Written problem: Word for word, repeat the entries, minus the pictures.

== Extracted entries

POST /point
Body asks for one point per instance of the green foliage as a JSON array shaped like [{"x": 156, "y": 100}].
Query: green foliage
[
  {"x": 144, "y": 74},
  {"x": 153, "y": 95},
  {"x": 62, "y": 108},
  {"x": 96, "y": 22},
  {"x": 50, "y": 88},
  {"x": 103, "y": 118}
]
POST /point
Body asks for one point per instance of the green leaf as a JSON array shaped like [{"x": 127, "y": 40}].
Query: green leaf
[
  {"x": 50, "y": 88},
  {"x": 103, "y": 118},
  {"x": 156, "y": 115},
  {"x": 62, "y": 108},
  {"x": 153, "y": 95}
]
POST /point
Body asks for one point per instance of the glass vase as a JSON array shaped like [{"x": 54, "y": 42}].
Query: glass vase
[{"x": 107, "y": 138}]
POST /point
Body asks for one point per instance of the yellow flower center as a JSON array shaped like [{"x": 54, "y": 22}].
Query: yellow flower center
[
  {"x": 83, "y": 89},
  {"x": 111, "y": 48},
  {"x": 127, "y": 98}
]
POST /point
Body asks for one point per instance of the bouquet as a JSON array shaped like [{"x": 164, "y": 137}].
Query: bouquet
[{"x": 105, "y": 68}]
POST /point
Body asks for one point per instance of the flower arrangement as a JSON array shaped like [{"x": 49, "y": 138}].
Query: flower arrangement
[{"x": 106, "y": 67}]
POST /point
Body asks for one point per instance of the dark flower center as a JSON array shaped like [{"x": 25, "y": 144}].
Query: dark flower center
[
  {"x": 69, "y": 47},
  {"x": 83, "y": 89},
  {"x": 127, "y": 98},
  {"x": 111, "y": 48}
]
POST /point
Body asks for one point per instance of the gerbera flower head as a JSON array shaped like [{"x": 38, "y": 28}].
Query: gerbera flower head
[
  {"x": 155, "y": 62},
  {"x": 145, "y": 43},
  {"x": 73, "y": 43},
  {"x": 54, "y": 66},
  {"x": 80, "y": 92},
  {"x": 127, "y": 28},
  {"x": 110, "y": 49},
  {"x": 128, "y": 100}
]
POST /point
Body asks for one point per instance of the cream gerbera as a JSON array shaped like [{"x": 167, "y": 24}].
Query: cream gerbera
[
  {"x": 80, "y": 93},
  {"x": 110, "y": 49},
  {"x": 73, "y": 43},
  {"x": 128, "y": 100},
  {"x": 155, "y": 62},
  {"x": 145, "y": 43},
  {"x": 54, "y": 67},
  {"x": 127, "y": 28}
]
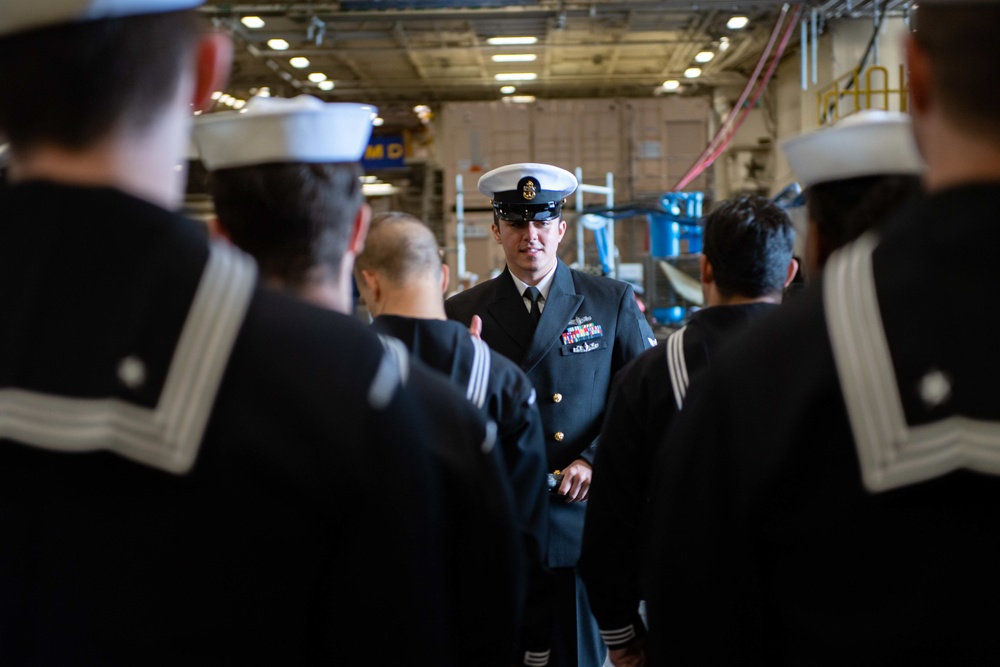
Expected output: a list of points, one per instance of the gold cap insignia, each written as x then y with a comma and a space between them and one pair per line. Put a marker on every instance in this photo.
529, 191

====

Completed task:
POST /point
Body asks for one point per instance of the green foliage as a JSON array shaped like [{"x": 156, "y": 100}].
Query: green foliage
[
  {"x": 144, "y": 74},
  {"x": 153, "y": 95},
  {"x": 62, "y": 108},
  {"x": 96, "y": 22},
  {"x": 50, "y": 88},
  {"x": 103, "y": 118}
]
POST /point
Body asks for one point per instance of the green leaf as a JSON array shaped like [{"x": 127, "y": 40}].
Query: green leaf
[
  {"x": 50, "y": 88},
  {"x": 103, "y": 118},
  {"x": 156, "y": 115},
  {"x": 62, "y": 108},
  {"x": 153, "y": 95}
]
POST /point
Body asks for one point per instance of the glass vase as a JSON array shaped like [{"x": 54, "y": 42}].
Query: glass vase
[{"x": 107, "y": 138}]
POST /point
Body asks for one point per instance of the yellow flower center as a JSON array shaped like [{"x": 54, "y": 22}].
Query: yellow flower center
[
  {"x": 83, "y": 89},
  {"x": 111, "y": 48},
  {"x": 127, "y": 98}
]
POST /point
Body asks for one point per instance of the bouquet as a JSON array shaped like [{"x": 164, "y": 137}].
Query: bouquet
[{"x": 105, "y": 68}]
POST /point
Body asks for one point per instance of the flower arrangement as a JSON array shaped like [{"x": 49, "y": 138}].
Query: flower arrangement
[{"x": 106, "y": 67}]
POST /point
Body asks for one point per instance of the dark flower center as a JSON array shaped like [{"x": 25, "y": 144}].
Query: dark flower center
[
  {"x": 69, "y": 47},
  {"x": 83, "y": 89},
  {"x": 127, "y": 98},
  {"x": 111, "y": 48}
]
POST /point
Body asks for one point per instance of the gerbera flower head as a JSON array shaped like [{"x": 38, "y": 28}].
Query: gerbera flower head
[
  {"x": 155, "y": 62},
  {"x": 145, "y": 43},
  {"x": 73, "y": 43},
  {"x": 54, "y": 66},
  {"x": 80, "y": 92},
  {"x": 127, "y": 28},
  {"x": 110, "y": 49},
  {"x": 128, "y": 100}
]
POST /point
Body asks for one point per instance of the cream gerbera as a JSON array shaped like [{"x": 167, "y": 24}].
Query: cream gerbera
[
  {"x": 80, "y": 93},
  {"x": 110, "y": 49},
  {"x": 73, "y": 43},
  {"x": 128, "y": 100},
  {"x": 155, "y": 62},
  {"x": 145, "y": 43},
  {"x": 54, "y": 67},
  {"x": 127, "y": 28}
]
Expected output: a list of points, one per instance of the gold cap insignia, each written as x then y with a comma and a space between them and one pair per line. Put a marker on every instance in this photo.
529, 191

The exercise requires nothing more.